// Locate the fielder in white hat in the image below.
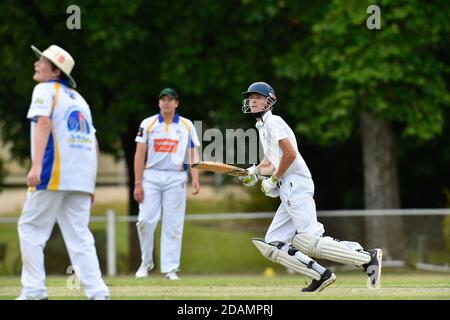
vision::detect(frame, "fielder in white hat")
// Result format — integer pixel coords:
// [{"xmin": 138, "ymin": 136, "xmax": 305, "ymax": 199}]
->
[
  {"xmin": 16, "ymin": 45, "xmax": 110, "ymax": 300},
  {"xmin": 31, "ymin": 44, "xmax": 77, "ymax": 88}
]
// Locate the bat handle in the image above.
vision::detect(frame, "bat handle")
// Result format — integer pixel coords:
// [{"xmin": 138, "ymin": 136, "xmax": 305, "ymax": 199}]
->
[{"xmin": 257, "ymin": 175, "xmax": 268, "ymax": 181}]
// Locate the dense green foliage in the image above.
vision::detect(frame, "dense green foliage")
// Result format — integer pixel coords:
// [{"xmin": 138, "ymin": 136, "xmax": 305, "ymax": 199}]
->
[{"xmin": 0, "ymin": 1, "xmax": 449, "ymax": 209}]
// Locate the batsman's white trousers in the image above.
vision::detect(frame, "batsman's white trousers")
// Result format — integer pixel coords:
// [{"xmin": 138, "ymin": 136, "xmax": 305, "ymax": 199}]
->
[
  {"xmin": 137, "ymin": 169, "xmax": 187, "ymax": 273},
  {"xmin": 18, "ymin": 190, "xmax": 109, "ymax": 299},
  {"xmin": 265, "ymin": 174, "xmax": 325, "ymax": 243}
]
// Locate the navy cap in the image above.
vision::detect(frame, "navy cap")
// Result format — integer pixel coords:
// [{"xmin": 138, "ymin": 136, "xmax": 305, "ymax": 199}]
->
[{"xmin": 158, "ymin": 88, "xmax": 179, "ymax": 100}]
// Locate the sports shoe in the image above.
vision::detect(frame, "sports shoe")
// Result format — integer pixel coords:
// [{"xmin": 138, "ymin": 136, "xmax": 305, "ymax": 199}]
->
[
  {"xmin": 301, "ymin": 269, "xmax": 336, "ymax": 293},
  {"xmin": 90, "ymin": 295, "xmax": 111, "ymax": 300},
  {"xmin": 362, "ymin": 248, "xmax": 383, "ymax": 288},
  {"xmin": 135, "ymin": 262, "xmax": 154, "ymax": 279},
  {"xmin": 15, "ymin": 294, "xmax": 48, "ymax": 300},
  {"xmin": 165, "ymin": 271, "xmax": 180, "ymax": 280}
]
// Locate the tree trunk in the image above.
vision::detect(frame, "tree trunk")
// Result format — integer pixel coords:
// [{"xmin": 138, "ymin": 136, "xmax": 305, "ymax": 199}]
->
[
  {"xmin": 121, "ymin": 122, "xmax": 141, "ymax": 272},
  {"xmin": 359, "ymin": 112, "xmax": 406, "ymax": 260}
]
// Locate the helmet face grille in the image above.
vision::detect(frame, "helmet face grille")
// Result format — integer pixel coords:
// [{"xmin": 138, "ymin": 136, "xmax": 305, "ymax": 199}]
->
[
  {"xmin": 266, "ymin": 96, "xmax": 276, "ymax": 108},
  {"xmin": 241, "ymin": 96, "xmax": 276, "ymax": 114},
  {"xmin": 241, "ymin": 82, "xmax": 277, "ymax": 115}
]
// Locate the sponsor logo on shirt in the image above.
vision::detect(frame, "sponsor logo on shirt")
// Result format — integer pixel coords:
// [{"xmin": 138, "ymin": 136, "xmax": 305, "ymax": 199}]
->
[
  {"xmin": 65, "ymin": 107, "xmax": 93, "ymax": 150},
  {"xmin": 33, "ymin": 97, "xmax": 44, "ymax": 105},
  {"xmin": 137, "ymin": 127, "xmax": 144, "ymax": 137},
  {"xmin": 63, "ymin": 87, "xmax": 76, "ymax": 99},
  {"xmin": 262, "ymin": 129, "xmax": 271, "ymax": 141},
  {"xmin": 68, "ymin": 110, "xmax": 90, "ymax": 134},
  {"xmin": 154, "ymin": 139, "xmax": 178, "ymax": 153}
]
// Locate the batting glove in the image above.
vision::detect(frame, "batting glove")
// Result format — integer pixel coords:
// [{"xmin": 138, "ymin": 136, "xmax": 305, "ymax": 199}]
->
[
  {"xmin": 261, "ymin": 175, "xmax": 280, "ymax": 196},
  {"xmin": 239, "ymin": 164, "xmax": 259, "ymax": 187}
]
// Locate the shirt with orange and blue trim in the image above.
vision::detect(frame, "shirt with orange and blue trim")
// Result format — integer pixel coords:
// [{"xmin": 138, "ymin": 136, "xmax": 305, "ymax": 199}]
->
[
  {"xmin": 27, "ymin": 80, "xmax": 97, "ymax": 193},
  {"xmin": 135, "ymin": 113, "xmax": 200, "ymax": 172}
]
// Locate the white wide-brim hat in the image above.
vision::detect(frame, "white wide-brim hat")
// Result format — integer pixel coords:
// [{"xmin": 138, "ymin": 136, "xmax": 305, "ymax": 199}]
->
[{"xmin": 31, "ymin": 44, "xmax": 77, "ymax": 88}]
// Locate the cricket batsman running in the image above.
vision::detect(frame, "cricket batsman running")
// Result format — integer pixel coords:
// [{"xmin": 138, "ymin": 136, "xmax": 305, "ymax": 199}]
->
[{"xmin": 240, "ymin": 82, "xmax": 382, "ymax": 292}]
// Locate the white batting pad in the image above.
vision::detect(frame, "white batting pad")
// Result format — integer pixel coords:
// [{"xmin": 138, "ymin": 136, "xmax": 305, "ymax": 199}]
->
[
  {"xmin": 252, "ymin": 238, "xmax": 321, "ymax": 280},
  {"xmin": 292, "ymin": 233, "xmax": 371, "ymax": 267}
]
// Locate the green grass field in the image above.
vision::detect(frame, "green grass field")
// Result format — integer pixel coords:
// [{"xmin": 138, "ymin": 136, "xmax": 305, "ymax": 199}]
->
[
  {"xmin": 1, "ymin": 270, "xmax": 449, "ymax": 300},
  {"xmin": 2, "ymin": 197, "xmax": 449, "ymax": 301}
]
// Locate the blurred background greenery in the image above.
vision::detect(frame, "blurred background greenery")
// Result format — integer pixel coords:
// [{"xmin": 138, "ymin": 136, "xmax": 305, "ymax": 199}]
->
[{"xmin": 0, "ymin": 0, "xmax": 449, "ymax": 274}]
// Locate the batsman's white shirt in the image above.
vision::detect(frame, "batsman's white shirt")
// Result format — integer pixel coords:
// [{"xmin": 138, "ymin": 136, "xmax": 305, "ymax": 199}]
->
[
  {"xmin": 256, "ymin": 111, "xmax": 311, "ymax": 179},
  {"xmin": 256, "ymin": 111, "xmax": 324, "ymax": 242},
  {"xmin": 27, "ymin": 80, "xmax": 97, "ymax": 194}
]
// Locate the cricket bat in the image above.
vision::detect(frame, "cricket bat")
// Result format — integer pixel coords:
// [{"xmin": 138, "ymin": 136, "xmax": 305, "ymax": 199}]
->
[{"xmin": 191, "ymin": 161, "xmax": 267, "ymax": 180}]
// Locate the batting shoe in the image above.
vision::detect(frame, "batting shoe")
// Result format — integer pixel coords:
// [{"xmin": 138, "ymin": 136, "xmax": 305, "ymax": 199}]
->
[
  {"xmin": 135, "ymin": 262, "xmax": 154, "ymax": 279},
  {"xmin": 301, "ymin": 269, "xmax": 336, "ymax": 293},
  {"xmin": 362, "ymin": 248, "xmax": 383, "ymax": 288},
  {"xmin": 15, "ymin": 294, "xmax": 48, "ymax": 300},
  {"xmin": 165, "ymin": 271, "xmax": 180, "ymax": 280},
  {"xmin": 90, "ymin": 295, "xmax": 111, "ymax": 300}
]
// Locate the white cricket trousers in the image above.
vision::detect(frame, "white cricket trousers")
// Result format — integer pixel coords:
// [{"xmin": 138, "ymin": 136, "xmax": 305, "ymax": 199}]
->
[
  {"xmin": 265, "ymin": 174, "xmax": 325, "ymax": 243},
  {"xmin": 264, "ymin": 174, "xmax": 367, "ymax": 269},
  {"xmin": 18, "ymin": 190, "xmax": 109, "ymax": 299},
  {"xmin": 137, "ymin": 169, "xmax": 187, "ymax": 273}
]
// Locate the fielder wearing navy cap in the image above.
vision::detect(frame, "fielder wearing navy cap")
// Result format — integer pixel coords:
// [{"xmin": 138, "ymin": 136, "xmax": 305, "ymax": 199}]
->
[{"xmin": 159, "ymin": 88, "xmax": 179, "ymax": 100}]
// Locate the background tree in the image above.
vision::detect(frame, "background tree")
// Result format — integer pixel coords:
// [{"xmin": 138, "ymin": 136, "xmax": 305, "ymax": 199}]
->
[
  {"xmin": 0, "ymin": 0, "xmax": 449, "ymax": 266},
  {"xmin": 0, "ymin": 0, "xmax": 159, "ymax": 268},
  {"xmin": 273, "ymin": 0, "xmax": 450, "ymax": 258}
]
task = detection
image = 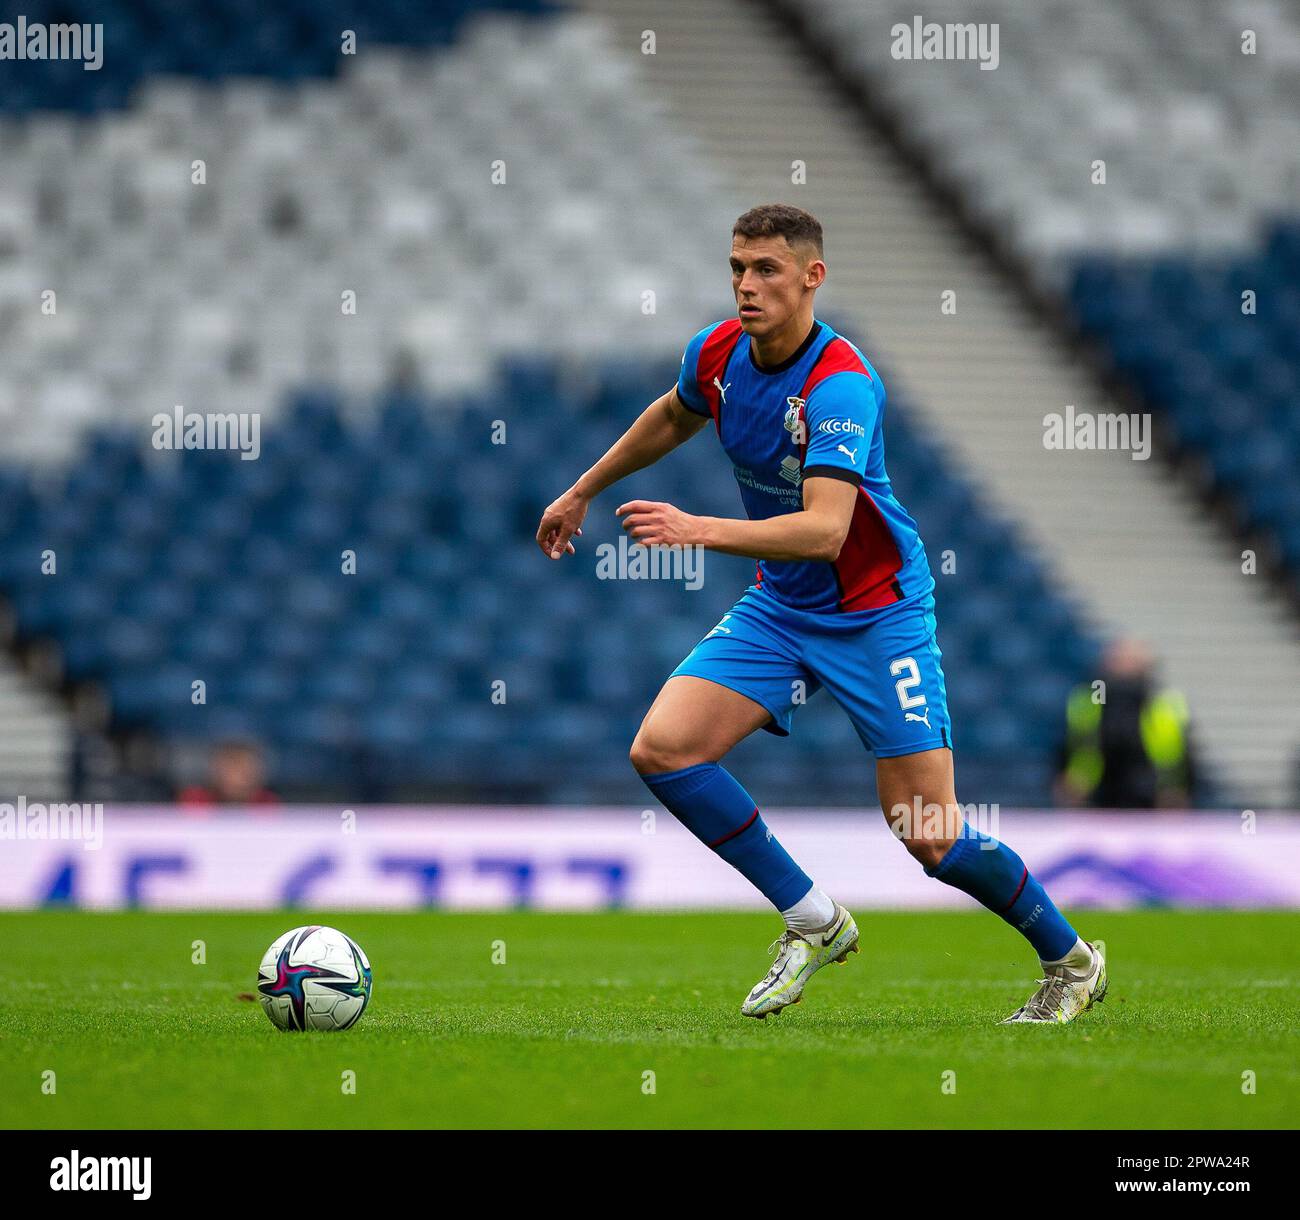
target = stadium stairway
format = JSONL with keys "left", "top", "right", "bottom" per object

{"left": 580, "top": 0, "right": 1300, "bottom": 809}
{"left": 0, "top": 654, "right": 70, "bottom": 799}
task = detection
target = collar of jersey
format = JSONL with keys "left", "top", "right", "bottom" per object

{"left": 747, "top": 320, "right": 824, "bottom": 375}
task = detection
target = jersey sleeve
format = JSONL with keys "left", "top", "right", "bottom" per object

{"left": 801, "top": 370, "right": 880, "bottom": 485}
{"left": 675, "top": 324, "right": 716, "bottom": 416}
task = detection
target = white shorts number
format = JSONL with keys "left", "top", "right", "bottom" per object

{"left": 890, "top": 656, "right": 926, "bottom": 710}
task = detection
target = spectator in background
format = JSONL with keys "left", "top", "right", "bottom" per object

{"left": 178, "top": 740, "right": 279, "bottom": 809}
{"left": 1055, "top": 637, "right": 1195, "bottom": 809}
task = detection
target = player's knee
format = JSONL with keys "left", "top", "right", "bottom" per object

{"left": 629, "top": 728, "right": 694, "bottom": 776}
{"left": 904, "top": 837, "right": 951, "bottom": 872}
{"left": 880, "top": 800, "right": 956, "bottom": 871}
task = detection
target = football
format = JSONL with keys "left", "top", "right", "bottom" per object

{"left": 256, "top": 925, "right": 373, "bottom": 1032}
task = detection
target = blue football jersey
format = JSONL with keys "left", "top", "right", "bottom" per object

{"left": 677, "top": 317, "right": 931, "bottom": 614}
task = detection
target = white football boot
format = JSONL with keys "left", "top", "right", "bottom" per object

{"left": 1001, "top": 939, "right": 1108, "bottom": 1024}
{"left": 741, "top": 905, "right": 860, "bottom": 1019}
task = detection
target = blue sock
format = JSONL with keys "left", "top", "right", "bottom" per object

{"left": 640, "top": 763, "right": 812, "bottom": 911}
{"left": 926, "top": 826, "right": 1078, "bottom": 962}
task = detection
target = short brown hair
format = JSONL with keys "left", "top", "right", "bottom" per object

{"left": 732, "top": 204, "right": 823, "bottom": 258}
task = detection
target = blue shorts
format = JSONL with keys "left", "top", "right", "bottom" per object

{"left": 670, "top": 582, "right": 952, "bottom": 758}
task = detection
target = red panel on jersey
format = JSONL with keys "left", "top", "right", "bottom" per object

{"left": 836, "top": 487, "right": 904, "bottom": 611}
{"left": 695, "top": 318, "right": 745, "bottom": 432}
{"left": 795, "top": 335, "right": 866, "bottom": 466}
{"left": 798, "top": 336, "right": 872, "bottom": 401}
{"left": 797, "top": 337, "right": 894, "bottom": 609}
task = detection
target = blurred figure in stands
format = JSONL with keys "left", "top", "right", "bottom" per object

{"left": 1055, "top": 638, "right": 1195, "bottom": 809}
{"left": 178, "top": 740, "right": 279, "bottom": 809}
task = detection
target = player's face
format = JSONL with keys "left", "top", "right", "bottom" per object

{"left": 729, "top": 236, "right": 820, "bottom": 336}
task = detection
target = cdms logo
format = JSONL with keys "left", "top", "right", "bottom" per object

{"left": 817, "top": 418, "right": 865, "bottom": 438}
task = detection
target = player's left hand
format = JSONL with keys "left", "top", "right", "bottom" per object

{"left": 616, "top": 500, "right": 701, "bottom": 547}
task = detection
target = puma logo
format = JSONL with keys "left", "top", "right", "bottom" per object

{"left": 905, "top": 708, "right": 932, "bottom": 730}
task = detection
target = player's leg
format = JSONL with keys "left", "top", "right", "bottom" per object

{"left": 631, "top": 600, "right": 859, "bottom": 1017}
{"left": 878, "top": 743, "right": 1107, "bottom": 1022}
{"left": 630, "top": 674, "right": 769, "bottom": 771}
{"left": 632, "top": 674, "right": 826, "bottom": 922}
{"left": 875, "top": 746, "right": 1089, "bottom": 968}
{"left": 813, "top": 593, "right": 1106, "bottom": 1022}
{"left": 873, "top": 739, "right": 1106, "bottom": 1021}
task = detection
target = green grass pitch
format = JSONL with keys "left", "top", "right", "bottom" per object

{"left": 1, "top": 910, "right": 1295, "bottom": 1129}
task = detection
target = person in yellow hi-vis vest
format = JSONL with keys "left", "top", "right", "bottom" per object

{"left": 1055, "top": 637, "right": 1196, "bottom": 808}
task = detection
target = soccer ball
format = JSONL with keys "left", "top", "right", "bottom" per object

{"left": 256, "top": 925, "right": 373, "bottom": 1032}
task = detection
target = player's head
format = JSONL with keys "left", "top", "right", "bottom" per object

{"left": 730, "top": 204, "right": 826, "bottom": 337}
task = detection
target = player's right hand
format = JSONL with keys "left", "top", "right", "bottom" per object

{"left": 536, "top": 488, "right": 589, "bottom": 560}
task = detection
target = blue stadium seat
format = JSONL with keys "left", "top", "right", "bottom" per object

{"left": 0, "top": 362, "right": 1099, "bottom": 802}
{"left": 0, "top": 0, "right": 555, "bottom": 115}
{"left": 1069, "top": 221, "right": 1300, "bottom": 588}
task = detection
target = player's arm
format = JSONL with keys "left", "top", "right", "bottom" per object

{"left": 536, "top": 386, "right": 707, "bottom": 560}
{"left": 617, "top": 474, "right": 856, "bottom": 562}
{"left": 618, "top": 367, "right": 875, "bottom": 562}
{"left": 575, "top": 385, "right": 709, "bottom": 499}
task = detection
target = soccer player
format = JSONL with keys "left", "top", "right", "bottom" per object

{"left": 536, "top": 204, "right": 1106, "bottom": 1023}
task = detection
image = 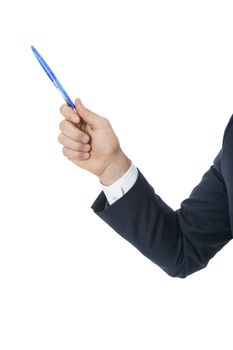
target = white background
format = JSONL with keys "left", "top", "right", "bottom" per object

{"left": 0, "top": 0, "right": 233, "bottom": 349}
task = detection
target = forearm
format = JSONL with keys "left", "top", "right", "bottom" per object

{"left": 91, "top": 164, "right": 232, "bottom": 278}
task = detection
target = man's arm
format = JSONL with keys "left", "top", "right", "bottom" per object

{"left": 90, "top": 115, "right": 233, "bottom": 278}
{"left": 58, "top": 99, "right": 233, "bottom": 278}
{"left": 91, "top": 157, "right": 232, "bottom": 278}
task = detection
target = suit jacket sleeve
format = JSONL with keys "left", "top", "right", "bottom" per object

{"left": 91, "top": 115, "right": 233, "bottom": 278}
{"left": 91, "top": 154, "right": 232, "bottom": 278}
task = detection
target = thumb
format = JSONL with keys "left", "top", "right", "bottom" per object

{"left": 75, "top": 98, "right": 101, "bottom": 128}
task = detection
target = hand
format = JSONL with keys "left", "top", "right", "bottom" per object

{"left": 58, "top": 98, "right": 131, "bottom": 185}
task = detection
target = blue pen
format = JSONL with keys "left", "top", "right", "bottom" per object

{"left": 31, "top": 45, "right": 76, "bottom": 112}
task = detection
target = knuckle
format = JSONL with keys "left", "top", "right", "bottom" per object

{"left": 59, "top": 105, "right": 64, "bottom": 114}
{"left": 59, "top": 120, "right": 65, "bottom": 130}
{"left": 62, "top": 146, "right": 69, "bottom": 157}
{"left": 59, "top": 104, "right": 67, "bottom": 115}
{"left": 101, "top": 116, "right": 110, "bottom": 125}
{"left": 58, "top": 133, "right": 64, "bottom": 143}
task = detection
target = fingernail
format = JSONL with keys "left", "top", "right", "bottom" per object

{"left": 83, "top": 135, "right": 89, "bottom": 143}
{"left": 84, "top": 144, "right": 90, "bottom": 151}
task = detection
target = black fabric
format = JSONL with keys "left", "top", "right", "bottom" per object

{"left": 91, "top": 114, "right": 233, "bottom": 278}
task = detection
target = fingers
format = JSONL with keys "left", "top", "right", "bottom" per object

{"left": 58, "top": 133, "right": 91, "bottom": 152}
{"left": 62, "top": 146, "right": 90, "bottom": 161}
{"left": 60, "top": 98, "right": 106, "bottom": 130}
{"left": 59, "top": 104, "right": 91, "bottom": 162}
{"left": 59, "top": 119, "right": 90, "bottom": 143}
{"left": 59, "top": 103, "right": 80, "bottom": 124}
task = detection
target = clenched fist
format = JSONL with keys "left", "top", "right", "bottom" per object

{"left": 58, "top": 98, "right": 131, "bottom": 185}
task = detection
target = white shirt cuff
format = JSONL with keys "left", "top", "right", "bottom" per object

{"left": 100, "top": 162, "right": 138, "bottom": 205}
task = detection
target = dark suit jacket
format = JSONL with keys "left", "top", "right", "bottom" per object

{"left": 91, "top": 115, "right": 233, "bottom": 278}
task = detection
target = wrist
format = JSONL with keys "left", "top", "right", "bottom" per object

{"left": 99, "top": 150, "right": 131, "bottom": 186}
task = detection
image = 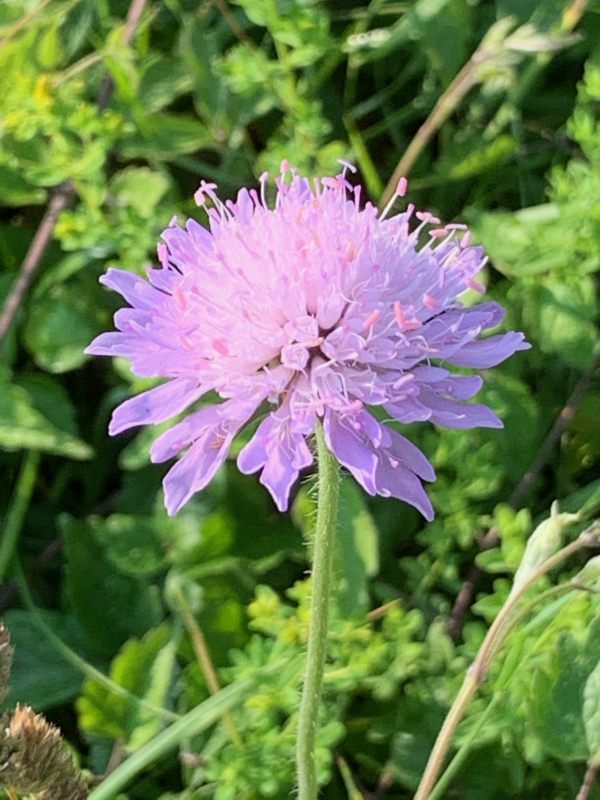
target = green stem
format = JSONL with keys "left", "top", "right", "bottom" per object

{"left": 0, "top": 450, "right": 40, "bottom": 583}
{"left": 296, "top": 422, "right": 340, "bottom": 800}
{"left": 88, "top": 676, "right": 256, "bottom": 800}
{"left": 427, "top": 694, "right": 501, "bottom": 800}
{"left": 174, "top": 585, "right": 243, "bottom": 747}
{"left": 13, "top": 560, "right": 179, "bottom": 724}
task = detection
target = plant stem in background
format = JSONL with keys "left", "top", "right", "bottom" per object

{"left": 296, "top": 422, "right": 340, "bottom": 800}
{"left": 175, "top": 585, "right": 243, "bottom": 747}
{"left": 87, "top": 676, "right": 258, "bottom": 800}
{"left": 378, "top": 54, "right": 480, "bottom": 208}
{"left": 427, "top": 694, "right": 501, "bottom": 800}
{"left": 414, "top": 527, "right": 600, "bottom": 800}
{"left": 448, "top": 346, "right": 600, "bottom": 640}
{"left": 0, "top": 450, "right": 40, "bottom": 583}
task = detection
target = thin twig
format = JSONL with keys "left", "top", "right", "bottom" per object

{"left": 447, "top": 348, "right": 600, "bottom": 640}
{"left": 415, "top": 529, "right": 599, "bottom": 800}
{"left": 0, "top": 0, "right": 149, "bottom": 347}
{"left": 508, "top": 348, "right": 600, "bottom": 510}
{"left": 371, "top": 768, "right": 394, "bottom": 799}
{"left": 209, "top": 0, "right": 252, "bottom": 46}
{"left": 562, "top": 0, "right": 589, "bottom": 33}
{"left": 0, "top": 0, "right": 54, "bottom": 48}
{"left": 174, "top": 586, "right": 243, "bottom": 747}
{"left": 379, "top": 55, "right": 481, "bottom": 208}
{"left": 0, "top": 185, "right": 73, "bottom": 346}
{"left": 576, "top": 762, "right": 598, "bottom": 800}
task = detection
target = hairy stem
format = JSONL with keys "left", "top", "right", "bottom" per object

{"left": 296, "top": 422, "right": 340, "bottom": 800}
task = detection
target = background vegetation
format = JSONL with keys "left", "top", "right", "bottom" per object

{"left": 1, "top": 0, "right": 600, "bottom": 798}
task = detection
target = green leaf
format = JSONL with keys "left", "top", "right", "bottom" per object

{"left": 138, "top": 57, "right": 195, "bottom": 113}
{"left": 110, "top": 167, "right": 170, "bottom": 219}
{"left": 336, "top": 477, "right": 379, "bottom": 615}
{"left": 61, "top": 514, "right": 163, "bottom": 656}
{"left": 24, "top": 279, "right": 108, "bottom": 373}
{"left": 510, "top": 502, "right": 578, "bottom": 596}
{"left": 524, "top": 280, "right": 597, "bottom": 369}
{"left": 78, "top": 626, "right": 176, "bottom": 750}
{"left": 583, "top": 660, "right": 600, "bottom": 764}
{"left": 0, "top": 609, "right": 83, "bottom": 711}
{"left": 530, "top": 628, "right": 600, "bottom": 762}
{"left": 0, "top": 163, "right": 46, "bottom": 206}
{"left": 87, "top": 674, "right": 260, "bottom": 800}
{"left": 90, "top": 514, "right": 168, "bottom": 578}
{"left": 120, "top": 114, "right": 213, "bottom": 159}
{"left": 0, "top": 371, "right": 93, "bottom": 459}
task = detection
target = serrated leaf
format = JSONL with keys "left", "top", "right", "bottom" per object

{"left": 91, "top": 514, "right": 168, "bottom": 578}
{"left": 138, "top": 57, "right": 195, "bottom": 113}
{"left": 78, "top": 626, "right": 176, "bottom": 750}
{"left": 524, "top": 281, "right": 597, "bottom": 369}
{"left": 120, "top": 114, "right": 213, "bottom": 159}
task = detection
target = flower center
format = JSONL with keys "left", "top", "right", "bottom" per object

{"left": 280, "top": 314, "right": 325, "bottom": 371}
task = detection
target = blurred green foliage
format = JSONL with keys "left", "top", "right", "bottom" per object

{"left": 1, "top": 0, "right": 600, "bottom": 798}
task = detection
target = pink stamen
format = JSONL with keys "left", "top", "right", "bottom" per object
————
- Work instruction -
Check each line above for the string "orange" and copy the ones that have it.

- Answer box -
// Locate the shirt with orange and blue trim in the image above.
vision::detect(frame, "shirt with orange and blue trim")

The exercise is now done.